USING THE INFORMATION ->
• A. In the Resident Evil trivia text, how many actors dressed as zombies fell when the platform shifted during filming of Retribution?
• B. Continue the Resident Evil trivia text from its last sentence.

EXCERPT TO READ ->
★ ★ ★ ★ ★ ★ ★

According to producer Don Carmody, the sequence in the square took nine hours to film, and of the 300 people on set at the time, 150 were Russian police officers. I find it pretty surprising that such a relatively low-budget film could essentially take over the Russian capital, but it’s testimony to the skill of the backroom staff behind the movies.

10 Stuntmen Going Hungry

I talked earlier about how Milla Jovovich does her own stunts, but this isn’t exclusive to her. Michelle Rodriguez, who plays Rain Ocampo in the series, spoke of training for her own “elaborate” fight sequences, though admits that she has a stunt double to do her own wire work, saying simply “I am not Tom Cruise, man.”

Unfortunately, this approach doesn’t always work out for the movies’ stars. Boris Kodjoe (he of Real Husbands of Hollywood fame) decided that he also wanted to jump on this bandwagon and do his own stunts when he appeared in Afterlife. It didn’t go so well. The actor ended up dislocating his knee during filming while kicking a gate open. Maybe you should read up on your door kicking technique, Boris.

9 So Much To Answer For

It can very much be argued that the Resident Evil franchise kickstarted the awful wave of video game movies we were plagued with in the 00s. While there had been video game movies before, the success of the first Resident Evil movie led to the Doom, Silent Hill, and Max Payne licenses being snapped up by studios. So many of these turned out to be absolute, next-level garbage.

One franchise of somewhat entertaining popcorn fodder led to such weird scenes as The Rock shooting demons in the face somewhat unconvincingly, Michael Fassbender doing his level best to pull off a cowl, Pyramid Head wobbling his way across a theater screen, and…whatever Max Payne turned out to be. I don’t know, I’ve never seen it, but its reputation precedes it somewhat.

8 Quite The Accident

While none of the other Resident Evil films have seen such horrendous incidents as The Final Chapter’s intense finales, Retribution had its incidents too. During filming in Toronto’s West End, 16 actors, who were dressed as zombies, were filming on a raised platform. The platform then suddenly shifted, and the actors fell to the ground below, suffering back, leg and arm injuries. Luckily, no one was too seriously hurt. Thanks to the makeup which had been applied, though, responding paramedics initially thought the situation was far worse than it was.

“I could see the look on the first paramedic, saying ‘Oh my God’,” said emergency medical services Commander, David Ralph. The studio faced an investigation by Canada’s Ministry of Labor as a result of the industrial accident.

★ ★ ★ ★ ★ ★ ★

[Recorded data]
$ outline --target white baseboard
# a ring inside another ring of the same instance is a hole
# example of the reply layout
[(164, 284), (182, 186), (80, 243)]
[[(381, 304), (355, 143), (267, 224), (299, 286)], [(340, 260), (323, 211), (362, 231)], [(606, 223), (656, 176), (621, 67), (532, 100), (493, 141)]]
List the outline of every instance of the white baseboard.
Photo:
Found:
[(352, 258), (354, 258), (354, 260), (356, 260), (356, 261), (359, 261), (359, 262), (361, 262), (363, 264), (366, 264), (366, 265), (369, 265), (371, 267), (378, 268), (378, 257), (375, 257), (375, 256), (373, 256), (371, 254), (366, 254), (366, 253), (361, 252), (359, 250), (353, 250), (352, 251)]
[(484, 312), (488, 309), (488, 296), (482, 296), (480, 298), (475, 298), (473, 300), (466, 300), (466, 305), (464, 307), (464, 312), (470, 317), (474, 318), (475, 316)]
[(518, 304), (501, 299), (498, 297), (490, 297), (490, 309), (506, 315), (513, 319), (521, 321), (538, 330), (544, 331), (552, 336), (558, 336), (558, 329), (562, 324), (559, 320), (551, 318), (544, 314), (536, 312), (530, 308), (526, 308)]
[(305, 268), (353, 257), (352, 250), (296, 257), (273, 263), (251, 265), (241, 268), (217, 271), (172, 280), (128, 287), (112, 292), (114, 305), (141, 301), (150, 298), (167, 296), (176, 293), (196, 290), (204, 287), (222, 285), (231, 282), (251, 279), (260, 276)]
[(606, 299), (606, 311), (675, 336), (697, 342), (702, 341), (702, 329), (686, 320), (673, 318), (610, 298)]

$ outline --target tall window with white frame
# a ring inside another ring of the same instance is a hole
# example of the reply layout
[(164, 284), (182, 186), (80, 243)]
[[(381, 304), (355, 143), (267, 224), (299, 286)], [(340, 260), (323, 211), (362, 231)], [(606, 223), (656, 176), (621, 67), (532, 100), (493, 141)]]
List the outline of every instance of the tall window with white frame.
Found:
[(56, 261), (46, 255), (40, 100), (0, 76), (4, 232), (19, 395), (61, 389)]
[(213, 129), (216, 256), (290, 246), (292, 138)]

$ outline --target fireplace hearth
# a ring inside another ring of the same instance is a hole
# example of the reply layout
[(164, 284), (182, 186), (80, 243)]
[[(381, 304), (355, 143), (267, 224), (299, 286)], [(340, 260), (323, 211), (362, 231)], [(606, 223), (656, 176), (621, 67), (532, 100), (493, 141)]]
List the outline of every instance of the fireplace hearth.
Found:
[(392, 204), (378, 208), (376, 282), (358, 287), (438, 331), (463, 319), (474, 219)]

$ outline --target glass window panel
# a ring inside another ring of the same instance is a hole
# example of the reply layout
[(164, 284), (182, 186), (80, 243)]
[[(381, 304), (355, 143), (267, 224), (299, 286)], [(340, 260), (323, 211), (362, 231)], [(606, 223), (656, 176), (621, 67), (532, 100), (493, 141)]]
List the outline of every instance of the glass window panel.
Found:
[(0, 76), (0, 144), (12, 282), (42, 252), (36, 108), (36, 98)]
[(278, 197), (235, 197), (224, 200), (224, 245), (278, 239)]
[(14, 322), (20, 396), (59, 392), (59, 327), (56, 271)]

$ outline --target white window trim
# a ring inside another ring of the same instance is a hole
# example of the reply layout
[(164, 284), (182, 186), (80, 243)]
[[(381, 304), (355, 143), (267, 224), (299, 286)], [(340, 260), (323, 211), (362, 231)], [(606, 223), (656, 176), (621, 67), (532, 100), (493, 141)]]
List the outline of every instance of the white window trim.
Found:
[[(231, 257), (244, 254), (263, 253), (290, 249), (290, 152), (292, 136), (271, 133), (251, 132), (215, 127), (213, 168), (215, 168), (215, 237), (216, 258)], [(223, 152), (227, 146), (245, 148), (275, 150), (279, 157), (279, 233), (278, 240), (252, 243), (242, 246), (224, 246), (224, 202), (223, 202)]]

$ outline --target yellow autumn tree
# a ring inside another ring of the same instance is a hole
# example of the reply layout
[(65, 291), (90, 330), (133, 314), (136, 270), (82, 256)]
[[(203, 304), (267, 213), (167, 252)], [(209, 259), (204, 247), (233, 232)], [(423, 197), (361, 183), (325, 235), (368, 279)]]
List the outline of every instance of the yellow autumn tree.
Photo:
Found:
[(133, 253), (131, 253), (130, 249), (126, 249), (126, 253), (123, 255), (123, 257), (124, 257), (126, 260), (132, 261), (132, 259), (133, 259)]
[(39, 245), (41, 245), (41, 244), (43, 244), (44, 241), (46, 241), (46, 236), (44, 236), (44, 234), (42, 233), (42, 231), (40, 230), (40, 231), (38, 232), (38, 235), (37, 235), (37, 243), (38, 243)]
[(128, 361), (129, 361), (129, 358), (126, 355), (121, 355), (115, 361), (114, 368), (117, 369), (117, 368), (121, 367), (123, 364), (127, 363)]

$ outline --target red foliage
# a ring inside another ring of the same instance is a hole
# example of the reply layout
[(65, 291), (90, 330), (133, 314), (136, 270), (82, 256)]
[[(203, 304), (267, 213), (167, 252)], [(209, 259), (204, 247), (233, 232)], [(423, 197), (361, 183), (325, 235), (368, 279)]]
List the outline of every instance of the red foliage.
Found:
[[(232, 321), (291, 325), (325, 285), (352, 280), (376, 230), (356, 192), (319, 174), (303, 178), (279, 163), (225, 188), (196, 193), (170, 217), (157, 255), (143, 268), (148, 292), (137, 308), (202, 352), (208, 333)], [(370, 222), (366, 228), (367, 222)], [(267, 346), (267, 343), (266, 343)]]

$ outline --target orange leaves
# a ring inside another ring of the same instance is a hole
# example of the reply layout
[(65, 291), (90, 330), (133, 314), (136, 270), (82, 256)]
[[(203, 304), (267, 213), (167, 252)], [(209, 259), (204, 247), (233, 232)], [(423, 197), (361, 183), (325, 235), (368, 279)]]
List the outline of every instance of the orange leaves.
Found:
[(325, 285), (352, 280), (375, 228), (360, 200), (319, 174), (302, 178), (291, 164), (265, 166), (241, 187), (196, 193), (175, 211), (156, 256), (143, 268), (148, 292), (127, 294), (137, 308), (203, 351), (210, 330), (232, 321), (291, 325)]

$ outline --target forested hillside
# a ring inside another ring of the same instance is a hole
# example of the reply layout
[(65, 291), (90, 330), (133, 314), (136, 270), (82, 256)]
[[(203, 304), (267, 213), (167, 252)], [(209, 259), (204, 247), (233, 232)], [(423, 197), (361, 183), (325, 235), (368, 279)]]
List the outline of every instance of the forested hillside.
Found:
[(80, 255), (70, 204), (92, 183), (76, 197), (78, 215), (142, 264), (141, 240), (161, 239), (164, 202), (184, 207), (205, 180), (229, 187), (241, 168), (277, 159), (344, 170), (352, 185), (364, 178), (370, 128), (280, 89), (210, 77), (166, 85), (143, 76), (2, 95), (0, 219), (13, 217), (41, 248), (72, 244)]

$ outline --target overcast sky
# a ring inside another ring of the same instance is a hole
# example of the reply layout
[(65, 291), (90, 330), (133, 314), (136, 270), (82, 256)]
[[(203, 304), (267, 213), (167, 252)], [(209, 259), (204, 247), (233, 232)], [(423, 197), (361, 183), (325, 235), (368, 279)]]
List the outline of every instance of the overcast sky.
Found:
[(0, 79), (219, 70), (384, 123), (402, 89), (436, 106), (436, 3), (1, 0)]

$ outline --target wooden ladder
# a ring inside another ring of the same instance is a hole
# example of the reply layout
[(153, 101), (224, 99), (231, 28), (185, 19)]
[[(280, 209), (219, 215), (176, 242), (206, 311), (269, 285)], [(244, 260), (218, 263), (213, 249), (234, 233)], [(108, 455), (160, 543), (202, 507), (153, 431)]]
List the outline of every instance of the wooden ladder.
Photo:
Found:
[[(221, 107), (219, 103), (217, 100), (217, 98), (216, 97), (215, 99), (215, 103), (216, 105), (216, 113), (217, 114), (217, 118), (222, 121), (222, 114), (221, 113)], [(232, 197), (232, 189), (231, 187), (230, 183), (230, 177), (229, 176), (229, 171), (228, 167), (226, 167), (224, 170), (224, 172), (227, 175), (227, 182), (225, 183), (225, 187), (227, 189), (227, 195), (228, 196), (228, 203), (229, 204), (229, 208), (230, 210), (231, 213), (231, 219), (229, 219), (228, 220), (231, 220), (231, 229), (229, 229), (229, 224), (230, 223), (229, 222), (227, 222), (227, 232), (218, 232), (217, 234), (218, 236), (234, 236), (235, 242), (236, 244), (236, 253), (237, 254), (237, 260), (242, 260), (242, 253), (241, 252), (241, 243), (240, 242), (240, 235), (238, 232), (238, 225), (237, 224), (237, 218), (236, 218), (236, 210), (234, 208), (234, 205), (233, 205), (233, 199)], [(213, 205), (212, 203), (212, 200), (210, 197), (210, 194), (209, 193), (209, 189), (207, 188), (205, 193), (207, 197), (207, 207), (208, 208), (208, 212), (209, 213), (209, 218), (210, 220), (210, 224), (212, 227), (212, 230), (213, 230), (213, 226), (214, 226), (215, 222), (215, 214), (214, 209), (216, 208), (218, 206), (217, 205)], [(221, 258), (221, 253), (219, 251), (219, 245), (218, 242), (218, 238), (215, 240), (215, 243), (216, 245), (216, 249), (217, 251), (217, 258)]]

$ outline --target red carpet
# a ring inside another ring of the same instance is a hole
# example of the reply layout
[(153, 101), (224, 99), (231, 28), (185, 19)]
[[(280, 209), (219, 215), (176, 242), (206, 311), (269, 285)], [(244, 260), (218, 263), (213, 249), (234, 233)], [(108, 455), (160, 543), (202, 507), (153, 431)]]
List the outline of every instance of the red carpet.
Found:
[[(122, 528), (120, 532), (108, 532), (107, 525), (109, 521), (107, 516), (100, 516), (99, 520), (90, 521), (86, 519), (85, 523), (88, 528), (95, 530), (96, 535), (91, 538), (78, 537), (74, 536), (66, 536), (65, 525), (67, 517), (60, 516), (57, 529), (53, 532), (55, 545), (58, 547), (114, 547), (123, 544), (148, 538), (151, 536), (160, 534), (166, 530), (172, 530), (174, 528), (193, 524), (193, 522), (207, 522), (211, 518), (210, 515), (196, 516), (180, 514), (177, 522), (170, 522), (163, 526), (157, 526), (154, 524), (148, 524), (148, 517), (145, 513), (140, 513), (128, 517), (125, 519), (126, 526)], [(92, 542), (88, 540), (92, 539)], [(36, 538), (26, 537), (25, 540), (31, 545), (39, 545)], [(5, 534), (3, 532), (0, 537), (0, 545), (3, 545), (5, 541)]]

★ ★ ★ ★ ★ ★ ★

RESPONSES BY TASK ->
• A. 16 actors.

• B.
7 Wait, Why Was This Made Again?

You’ve got to love a hardcore retcon. That kind of sharp slamming into the reverse of this cinematic vehicle, which gives you a bad case of narrative whiplash. The Final Chapter makes it pretty clear to us that the reason the T-Virus, which unleashed untold reanimation onto the world, was created, was because Dr. Marcus wanted to save his daughter from premature aging. This isn’t what was established in Apocalypse, however.

No, in Apocalypse, it was established that the T-Virus was in fact made by Dr. Ashford for his daughter, Angie. So whose daughter was it made for? Was it made for a girl dying from premature aging, or to cure one of her disabilities like a viral Jesus? Just make your mind up, Resident Evil, come on!

6 Weapon Goofs

I know films don’t have to be exactly scientifically accurate when it comes to weapons, but a bit of common sense would be nice. Partly, this is for continuity purposes, and partly because it just contradicts basic facts about firearms. For example, in Apocalypse, there’s a scene where the Beretta 92 pistol that’s being wielded suddenly morphs into a Colt M1911, before shape-shifting into a Smith & Wesson. Were props labeled on this film at all?

There’s also an issue in Afterlife with Alice’s choice of shotgun ammo. The issue here is that Alice likes to custom load her shells with quarters. It’s a neat little stylistic choice, but quarters are actually way too wide to fit down a 12 gauge barrel, and thus into a shell. If you could somehow jam the coins in, all that would happen is you’d be left with half of a shotgun at best.